# [Task directions]
Without omitting anything, return the records precisely as given.

(Saved entries)
_ _ _ _ _ _ _

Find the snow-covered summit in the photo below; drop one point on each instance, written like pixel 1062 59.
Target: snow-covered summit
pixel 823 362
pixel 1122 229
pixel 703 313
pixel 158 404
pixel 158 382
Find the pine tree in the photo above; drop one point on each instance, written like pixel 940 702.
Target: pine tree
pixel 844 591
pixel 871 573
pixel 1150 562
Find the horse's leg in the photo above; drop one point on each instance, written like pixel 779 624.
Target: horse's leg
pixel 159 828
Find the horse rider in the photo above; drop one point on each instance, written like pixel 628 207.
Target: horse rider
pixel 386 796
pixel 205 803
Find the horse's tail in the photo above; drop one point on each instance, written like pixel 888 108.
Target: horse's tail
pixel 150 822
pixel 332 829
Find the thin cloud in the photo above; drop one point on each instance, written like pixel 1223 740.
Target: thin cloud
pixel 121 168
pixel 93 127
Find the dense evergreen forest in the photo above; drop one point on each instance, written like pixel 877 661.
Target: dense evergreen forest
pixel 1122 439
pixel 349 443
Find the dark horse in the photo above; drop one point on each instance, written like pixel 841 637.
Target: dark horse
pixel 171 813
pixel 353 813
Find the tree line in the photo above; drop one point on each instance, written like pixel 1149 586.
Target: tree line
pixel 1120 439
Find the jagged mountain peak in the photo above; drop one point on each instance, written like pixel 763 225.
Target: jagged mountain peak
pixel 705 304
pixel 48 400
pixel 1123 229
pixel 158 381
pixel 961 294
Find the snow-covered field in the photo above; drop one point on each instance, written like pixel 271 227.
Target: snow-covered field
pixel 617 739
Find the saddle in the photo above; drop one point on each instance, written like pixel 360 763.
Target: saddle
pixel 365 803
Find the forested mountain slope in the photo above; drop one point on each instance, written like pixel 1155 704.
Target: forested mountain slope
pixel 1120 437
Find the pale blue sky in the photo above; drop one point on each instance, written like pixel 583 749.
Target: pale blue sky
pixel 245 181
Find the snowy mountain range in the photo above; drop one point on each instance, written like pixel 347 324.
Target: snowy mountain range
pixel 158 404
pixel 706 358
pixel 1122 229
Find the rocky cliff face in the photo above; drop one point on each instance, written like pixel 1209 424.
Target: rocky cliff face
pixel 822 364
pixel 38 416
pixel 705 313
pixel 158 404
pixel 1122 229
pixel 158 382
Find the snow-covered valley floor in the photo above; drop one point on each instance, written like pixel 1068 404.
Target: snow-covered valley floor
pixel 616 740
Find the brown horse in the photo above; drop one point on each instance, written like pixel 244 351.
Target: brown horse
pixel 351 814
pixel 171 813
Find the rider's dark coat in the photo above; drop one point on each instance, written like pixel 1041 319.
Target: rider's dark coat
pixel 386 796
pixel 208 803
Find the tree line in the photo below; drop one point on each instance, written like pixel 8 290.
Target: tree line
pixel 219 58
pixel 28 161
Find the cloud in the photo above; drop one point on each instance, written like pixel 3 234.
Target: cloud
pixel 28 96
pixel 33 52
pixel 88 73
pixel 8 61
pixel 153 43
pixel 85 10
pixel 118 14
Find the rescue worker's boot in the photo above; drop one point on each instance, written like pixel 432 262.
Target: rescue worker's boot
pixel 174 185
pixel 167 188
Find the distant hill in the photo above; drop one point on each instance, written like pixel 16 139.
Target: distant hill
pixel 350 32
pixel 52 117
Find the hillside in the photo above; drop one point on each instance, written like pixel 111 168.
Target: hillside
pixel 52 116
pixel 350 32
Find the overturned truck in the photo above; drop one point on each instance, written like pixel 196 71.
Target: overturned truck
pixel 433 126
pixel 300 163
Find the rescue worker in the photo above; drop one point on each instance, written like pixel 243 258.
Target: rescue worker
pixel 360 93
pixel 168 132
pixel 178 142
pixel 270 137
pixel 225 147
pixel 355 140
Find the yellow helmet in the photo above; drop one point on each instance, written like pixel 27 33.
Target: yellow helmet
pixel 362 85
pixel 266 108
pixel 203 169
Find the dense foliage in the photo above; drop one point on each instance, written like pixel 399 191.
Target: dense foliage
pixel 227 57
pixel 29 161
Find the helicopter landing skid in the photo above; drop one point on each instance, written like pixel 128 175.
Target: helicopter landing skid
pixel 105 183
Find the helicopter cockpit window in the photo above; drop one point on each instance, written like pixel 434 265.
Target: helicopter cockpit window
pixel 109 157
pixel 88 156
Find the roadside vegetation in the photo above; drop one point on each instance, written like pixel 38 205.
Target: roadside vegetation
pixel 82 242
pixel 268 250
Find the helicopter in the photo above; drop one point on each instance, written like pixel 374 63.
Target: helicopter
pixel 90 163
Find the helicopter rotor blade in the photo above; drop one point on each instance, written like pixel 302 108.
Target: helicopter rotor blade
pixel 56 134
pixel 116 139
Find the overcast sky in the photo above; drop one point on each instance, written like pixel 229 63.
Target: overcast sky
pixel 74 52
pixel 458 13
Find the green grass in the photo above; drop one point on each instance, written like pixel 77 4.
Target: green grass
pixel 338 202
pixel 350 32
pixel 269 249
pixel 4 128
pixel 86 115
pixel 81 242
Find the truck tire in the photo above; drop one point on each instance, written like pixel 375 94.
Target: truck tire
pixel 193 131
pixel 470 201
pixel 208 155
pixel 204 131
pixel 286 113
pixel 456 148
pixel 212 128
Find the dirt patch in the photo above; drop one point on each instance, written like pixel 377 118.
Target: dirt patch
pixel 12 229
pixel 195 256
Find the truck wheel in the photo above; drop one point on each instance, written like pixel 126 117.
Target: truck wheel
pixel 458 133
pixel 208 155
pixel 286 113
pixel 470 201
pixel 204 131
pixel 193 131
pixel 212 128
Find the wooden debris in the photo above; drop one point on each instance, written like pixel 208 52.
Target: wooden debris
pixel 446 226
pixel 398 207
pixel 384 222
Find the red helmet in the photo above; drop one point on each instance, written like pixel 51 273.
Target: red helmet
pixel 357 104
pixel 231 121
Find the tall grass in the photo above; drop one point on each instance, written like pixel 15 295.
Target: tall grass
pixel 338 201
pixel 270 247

_ _ _ _ _ _ _

# [Exercise response]
Find the snow-covered summit in the photo below; drop one point on each instance, written like pixel 1062 59.
Target: snow-covered summit
pixel 823 362
pixel 1122 229
pixel 703 313
pixel 158 404
pixel 158 382
Find the pine tree in the photo above; drop one point on each instance, written like pixel 940 702.
Target: pine tree
pixel 844 591
pixel 871 573
pixel 1150 562
Find the horse's leg in the photo above; drop one point on each instance, written like pixel 779 624.
Target: horse's leg
pixel 159 828
Find the horse rider in the photo above; drop one point on each instance, written like pixel 628 207.
Target: horse rider
pixel 386 796
pixel 205 803
Find the horse's tail in the photo above; drop one point on each instance, written like pixel 888 108.
Target: horse's tail
pixel 150 822
pixel 332 829
Find the thin cloud in the photo above; drop one point on each instance, written like pixel 1223 740.
Target: thin cloud
pixel 121 168
pixel 93 127
Find the dense evergreen forest in the photo above; drop one point on each instance, written like pixel 877 661.
Target: dense evergreen forest
pixel 1122 439
pixel 349 443
Find the dark horse in the photo above; drop one point on each instance, written like pixel 841 637.
Target: dark horse
pixel 171 813
pixel 353 813
Find the tree line in the photo above; drop one point on each instance, written like pixel 1149 586.
Target: tree line
pixel 1120 439
Find the jagged mountain peak in the photo above; drop one point on each instance, written like pixel 763 225.
Target: jagged mountain peak
pixel 705 304
pixel 48 400
pixel 1123 229
pixel 158 381
pixel 961 294
Find the snow-covered field in the photo above; drop one point on each instance, written like pixel 271 227.
Target: snow-covered field
pixel 617 739
Find the saddle in the photo above; drop one point on each instance, written like pixel 360 763.
Target: saddle
pixel 365 803
Find the forested mountain slope in the photo above; drop one point on each instance, written like pixel 1155 704.
Target: forested mountain slope
pixel 1120 437
Find the pale blue sky in the photo above; drop one point on each instance, written like pixel 583 749.
Target: pale blue sky
pixel 245 181
Find the snowy mountain range in the photo above; drop one point on each instance, written like pixel 347 324.
Target: snowy mountain range
pixel 158 404
pixel 706 358
pixel 1122 229
Find the rocky cliff face in the photo above; drop one point on each instance, written like pixel 1209 424.
Target: rocky cliff face
pixel 822 364
pixel 38 416
pixel 705 313
pixel 158 404
pixel 1122 229
pixel 158 382
Find the snow-covered valley floor in the photo above; drop one point on each instance, written like pixel 1068 404.
Target: snow-covered valley floor
pixel 616 740
Find the brown horse in the photo above; drop one point on each instance, written like pixel 244 351.
Target: brown horse
pixel 351 814
pixel 171 813
Find the rider's dark coat in the photo above; drop one point on each instance, written like pixel 1041 319.
Target: rider's dark coat
pixel 386 796
pixel 208 803
Find the tree line in the photo below; drop one point on each instance, written like pixel 8 290.
Target: tree line
pixel 219 58
pixel 28 161
Find the cloud in the photo above; drop one point on each instance, written like pixel 3 234.
Target: cloud
pixel 28 96
pixel 33 52
pixel 88 73
pixel 8 61
pixel 153 43
pixel 85 10
pixel 118 14
Find the rescue worker's boot in the photo above; drop one point on each instance, written like pixel 432 262.
Target: rescue worker's boot
pixel 174 185
pixel 167 188
Find the distant hill in the photo above; drop one point on each instance, written like pixel 16 139.
Target: distant hill
pixel 350 32
pixel 52 117
Find the hillside in the photo above; drop one point on each instance, written like pixel 111 168.
Target: hillside
pixel 52 116
pixel 350 32
Find the overturned truck in the photo above; drop one point on each instance, written like pixel 196 71.
Target: overturned truck
pixel 433 126
pixel 300 163
Find the rescue worker in the photo above; drop one point on each instance, written like pixel 243 258.
Target: rescue worker
pixel 360 93
pixel 168 132
pixel 178 142
pixel 270 137
pixel 225 147
pixel 355 140
Find the yellow helmet in the photo above; drop one point on each instance, written like pixel 27 33.
Target: yellow helmet
pixel 362 85
pixel 266 108
pixel 203 169
Find the dense foliage in the photo above; drop one point on each instance, written like pixel 399 191.
Target: dense foliage
pixel 227 57
pixel 29 161
Find the helicopter landing skid in the photo above; drop one point on each instance, written like pixel 128 175.
Target: helicopter landing skid
pixel 105 183
Find the helicopter cockpit window in the photo above; drop one point on each instance, written like pixel 434 265.
Target: helicopter cockpit window
pixel 109 157
pixel 88 156
Find the roadside vegetation in the photo above; drop one point on each instance, written like pixel 38 205.
Target: roadside vegetation
pixel 82 242
pixel 268 250
Find the helicopter in the photo above; drop one point on each instance, written like pixel 374 63.
Target: helicopter
pixel 90 163
Find the helicopter rotor blade in the photo above; drop one point on each instance, written like pixel 302 108.
Target: helicopter rotor blade
pixel 56 134
pixel 116 139
Find the overcast sky in the photo above; drop one point on each instance, written like pixel 229 63.
Target: overcast sky
pixel 74 52
pixel 458 13
Find the green grass in the photo above; drop one point on each instance, written like pixel 77 4.
Target: green grass
pixel 338 202
pixel 350 32
pixel 269 249
pixel 4 128
pixel 86 115
pixel 81 242
Find the truck tire in the photo above; drop one point on each instance, written like pixel 375 94.
Target: truck tire
pixel 193 131
pixel 470 201
pixel 208 155
pixel 204 131
pixel 286 113
pixel 456 148
pixel 212 128
Find the dirt patch in the photo above; drop one point on each instance, written like pixel 377 118.
Target: dirt patch
pixel 12 229
pixel 195 256
Find the truck wheel in the photo above; drop one point on each instance, written like pixel 126 117.
Target: truck wheel
pixel 458 133
pixel 208 155
pixel 286 113
pixel 470 201
pixel 204 131
pixel 193 131
pixel 212 128
Find the wooden debris in the photo above; drop one point on each instance, written like pixel 208 52.
Target: wooden debris
pixel 446 226
pixel 398 207
pixel 384 222
Find the red helmet in the photo above; drop one point on each instance, written like pixel 51 273.
Target: red helmet
pixel 357 104
pixel 231 121
Find the tall grass in the photo above; drop one point on each instance, written like pixel 15 295.
Target: tall grass
pixel 338 201
pixel 270 247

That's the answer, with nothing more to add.